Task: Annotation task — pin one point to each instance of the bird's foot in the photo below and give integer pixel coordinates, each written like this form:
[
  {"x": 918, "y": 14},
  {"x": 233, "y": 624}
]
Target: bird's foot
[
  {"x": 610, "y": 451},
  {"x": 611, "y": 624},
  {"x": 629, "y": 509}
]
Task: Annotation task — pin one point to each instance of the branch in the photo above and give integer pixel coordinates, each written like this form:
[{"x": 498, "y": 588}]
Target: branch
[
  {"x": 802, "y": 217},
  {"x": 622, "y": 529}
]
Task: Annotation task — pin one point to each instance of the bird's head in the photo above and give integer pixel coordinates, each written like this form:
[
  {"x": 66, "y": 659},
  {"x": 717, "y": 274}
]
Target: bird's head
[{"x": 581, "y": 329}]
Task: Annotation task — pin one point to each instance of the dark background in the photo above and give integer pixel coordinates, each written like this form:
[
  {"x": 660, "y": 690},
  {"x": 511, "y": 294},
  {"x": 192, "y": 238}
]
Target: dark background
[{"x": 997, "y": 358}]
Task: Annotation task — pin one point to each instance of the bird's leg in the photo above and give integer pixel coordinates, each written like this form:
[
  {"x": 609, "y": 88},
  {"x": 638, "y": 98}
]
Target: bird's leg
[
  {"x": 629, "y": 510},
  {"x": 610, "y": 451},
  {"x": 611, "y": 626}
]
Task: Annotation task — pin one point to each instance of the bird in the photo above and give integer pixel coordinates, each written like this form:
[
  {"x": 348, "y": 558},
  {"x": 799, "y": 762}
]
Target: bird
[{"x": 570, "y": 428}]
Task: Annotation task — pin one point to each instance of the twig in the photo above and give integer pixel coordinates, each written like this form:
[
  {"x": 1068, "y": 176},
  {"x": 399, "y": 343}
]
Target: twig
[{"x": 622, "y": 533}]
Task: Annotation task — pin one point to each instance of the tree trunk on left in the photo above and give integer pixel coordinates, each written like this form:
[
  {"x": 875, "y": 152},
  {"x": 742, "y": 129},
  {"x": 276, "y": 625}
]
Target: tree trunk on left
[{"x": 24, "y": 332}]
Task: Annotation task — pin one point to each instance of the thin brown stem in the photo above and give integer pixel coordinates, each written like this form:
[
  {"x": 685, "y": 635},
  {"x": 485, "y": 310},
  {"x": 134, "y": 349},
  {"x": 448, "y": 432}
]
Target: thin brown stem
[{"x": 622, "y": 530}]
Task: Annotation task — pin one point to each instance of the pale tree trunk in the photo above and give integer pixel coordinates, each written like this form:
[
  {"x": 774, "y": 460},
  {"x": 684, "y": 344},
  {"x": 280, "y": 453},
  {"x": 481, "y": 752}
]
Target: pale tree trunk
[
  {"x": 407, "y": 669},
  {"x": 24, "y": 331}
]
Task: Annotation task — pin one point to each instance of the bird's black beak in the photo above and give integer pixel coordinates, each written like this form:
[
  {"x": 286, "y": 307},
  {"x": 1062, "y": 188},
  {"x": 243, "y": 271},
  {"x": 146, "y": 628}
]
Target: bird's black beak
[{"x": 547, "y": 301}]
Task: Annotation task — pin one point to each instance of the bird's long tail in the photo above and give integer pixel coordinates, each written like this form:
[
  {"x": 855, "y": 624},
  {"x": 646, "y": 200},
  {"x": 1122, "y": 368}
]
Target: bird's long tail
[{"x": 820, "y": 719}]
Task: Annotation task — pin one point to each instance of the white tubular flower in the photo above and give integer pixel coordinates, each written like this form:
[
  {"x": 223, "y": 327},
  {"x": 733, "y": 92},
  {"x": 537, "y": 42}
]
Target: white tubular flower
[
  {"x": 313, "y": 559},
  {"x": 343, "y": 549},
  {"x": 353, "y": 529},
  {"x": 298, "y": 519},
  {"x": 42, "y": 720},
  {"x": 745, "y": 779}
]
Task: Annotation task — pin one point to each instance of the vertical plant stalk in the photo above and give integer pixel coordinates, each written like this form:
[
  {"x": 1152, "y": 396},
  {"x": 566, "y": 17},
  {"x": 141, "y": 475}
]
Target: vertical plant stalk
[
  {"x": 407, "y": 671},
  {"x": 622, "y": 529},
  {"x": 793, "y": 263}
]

EXERCISE GOAL
Reproduce every entry above in full, substituting "Labeling task" for each occurrence of "Annotation task" and leaving all other text unchanged.

WORKED SOLUTION
Task: Labeling task — pin one point to each instance of the bird's foot in the photo below and give integer pixel coordinates, each written like this form:
[
  {"x": 918, "y": 14},
  {"x": 233, "y": 624}
]
Target: bird's foot
[
  {"x": 610, "y": 451},
  {"x": 611, "y": 624},
  {"x": 629, "y": 509}
]
Task: Labeling task — pin one point to each instance of the branch in the photo above and give integer pixel coordinates, each written like this form:
[{"x": 498, "y": 588}]
Target: branch
[
  {"x": 802, "y": 217},
  {"x": 622, "y": 529}
]
Task: Labeling task — pin one point to each instance of the bird's head in the photo above and give integer pixel coordinates, each written like this form:
[
  {"x": 66, "y": 659},
  {"x": 717, "y": 274}
]
Target: bird's head
[{"x": 581, "y": 329}]
Task: Labeling task — pin one point to each instance of the dark background in the photo above and give integer pixel coordinates, each written like this form:
[
  {"x": 660, "y": 690},
  {"x": 511, "y": 294},
  {"x": 192, "y": 238}
]
Target: dark background
[{"x": 997, "y": 358}]
Task: Labeling task — pin one point to each instance of the bird's leg in the photo above and give integer pixel coordinates, each written like this form:
[
  {"x": 609, "y": 88},
  {"x": 638, "y": 98}
]
Target: bird's leg
[
  {"x": 629, "y": 510},
  {"x": 610, "y": 451},
  {"x": 611, "y": 626}
]
Task: Labeling task — pin one point to each instance of the bird in the photo above and give integer pixel coordinates, each written like this form:
[
  {"x": 348, "y": 558},
  {"x": 799, "y": 762}
]
Target: bird
[{"x": 570, "y": 428}]
Task: Labeling task — pin one point to each instance of the twig in the photo above and give integer pixel coordinates, each written like this form:
[
  {"x": 1068, "y": 176},
  {"x": 399, "y": 343}
]
Target: twig
[{"x": 622, "y": 533}]
Task: Labeling task — pin one point to each instance of the tree trunk on left in the photo above and give integer pixel coordinates, each written like this form:
[
  {"x": 875, "y": 152},
  {"x": 742, "y": 129},
  {"x": 276, "y": 625}
]
Target: tree trunk on left
[{"x": 24, "y": 332}]
Task: Labeling task — pin one point to each instance of the thin brown stem in the photo above and give integer pixel coordinates, each written like this form:
[
  {"x": 685, "y": 635},
  {"x": 485, "y": 310},
  {"x": 134, "y": 349},
  {"x": 448, "y": 432}
]
Target: thin brown stem
[{"x": 622, "y": 530}]
Task: Labeling task — pin one point to each instance of the pale tree trunk in the photo above and give integer pixel coordinates, each written like this form:
[
  {"x": 774, "y": 460},
  {"x": 684, "y": 344},
  {"x": 280, "y": 453},
  {"x": 481, "y": 752}
]
Target: pale tree trunk
[
  {"x": 407, "y": 669},
  {"x": 24, "y": 331}
]
Task: Labeling task — pin one point to each instance of the bird's black beak in the photo above and give integer pixel coordinates, each written like this form:
[
  {"x": 286, "y": 307},
  {"x": 1062, "y": 188},
  {"x": 243, "y": 271},
  {"x": 146, "y": 628}
]
Target: bird's black beak
[{"x": 547, "y": 301}]
Task: Labeling task — pin one point to each instance of the bird's long tail in the photo above and give integer pixel coordinates, each written like this form:
[
  {"x": 855, "y": 624},
  {"x": 646, "y": 200},
  {"x": 1122, "y": 368}
]
Target: bird's long tail
[{"x": 820, "y": 719}]
Task: Labeling task — pin one point to each instance of the white tubular flower in the photo above and give integer pixel coordinates, each written like this form:
[
  {"x": 223, "y": 327},
  {"x": 733, "y": 92},
  {"x": 537, "y": 42}
]
Target: white tubular flower
[
  {"x": 313, "y": 559},
  {"x": 343, "y": 549},
  {"x": 353, "y": 529},
  {"x": 298, "y": 519},
  {"x": 42, "y": 720},
  {"x": 745, "y": 779}
]
Task: Labeling task — pin one point to each instance of the vertical plant stalk in the photo above and give integer pixel coordinates, each written like this form:
[
  {"x": 1152, "y": 396},
  {"x": 566, "y": 17},
  {"x": 141, "y": 475}
]
Target: vertical plant stalk
[
  {"x": 407, "y": 671},
  {"x": 622, "y": 529},
  {"x": 793, "y": 263}
]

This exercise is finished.